═══ SUPPLIED DATA
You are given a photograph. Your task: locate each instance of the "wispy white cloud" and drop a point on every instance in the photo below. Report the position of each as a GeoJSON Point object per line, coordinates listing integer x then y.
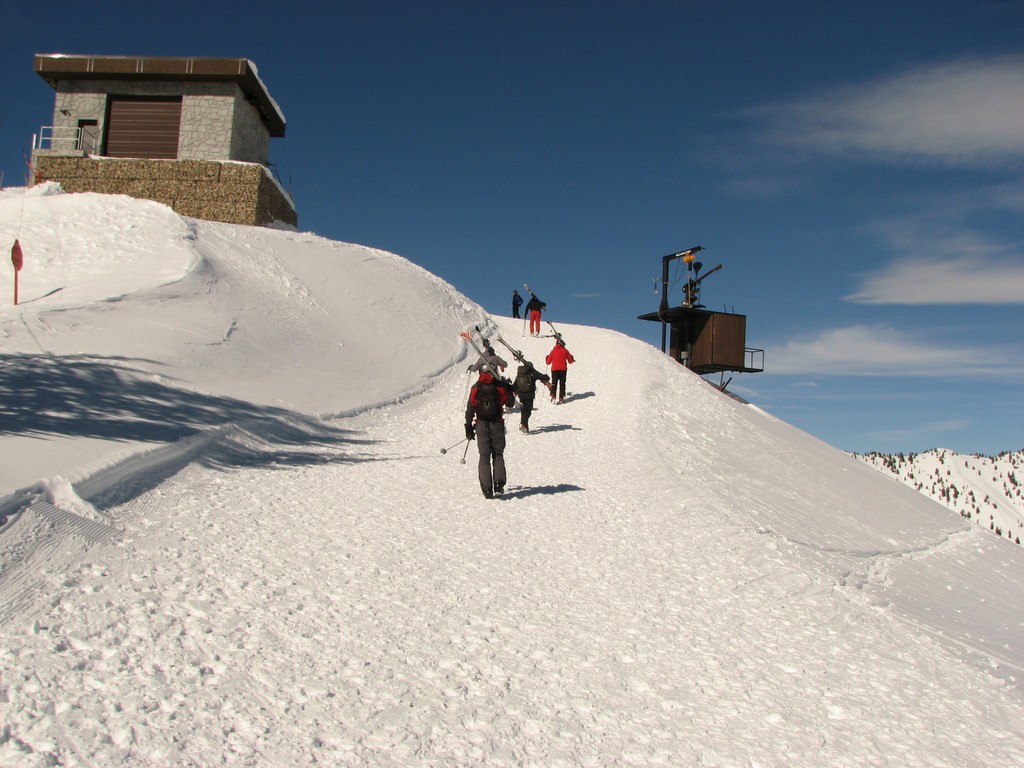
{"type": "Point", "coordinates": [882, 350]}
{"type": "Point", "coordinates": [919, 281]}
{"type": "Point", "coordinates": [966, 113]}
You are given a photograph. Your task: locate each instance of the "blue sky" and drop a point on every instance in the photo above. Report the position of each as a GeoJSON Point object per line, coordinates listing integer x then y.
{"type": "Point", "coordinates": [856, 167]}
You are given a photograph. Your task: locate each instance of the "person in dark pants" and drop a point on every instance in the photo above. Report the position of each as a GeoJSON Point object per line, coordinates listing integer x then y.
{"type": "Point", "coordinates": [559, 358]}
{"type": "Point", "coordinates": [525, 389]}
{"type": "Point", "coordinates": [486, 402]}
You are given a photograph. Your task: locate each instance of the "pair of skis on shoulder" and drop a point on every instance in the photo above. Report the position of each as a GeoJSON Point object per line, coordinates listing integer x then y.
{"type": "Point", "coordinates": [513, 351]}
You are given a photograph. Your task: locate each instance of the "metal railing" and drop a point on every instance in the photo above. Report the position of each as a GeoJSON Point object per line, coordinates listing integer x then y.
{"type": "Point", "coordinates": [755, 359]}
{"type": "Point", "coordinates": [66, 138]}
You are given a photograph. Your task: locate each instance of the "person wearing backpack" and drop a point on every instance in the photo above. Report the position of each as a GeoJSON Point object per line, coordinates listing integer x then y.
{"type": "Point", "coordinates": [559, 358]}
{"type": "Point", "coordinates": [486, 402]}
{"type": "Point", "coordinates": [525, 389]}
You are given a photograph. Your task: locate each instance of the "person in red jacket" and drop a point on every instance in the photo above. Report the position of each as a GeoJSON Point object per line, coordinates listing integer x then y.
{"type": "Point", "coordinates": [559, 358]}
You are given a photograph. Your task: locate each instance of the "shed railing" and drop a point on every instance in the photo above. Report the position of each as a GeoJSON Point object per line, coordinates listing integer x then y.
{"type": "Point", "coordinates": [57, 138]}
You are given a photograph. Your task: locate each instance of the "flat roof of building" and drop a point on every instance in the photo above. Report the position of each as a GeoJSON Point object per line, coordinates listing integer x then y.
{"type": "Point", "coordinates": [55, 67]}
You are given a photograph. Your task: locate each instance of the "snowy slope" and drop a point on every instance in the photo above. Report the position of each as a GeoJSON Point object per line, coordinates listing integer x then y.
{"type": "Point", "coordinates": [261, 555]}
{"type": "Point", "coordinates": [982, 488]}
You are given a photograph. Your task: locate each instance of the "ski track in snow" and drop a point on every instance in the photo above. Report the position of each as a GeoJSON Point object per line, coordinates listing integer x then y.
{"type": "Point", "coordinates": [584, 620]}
══════
**EXERCISE**
How many lines in the rows above contain the word "railing"? Reply with the number alone.

**TASK OUTPUT**
2